Exercise directions: Reproduce the material below line for line without changing any wording, but leave the picture out of your copy.

Start of Raw records

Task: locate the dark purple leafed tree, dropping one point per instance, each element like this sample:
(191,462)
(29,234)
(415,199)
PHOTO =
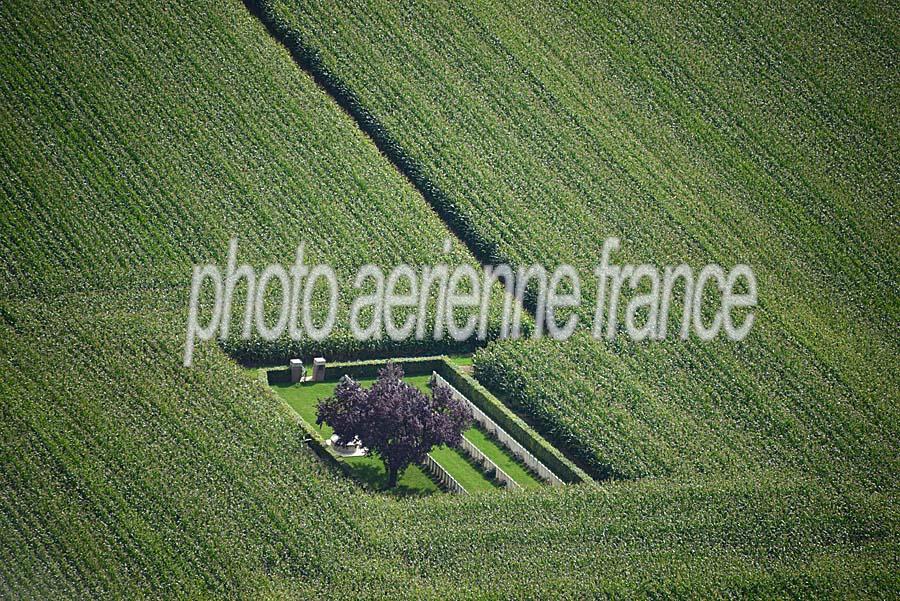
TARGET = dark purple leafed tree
(394,419)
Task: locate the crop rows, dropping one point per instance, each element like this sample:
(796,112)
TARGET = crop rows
(139,139)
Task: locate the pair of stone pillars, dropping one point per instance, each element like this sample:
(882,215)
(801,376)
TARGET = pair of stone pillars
(318,370)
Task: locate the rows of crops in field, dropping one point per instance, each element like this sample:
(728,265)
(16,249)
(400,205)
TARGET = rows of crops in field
(139,138)
(696,134)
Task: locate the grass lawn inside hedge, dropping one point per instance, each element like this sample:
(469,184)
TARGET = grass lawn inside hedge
(304,398)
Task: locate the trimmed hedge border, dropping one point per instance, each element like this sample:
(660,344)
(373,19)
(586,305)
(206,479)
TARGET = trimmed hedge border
(549,455)
(313,438)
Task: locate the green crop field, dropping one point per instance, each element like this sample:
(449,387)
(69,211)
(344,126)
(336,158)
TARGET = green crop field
(138,139)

End of Raw records

Final result:
Task: locate the dark purple leafed tree, dropping one point per instance, each element like this sample:
(191,462)
(29,234)
(415,199)
PHOTO =
TARGET = dark purple leafed tree
(394,419)
Task: locate the crop rows, dropping one point per instance, each element like this sample:
(796,112)
TARGET = crop rows
(139,139)
Task: locate the pair of stone pillars, dropping one point per instance, each element like this sample:
(882,215)
(801,376)
TARGET = pair of stone pillars
(318,370)
Task: locate the rows of crops in field, dropping one point per instance, each element like this sample:
(728,265)
(16,249)
(400,205)
TARGET = rows of crops in field
(139,138)
(696,134)
Task: locate the grass lawn inside hedge, dropping one point per instance, each element like this sample:
(469,184)
TARGET = grass lawn inside hedge
(304,398)
Task: locate the trimmed hedge border, dropping one point per instance, each element like this sample:
(660,344)
(373,19)
(586,305)
(206,479)
TARGET = trimmed hedge border
(549,455)
(313,438)
Task: locate the green crop field, dropping one point per instance, each element like this sample:
(449,387)
(69,211)
(344,126)
(336,158)
TARGET = green crop field
(138,139)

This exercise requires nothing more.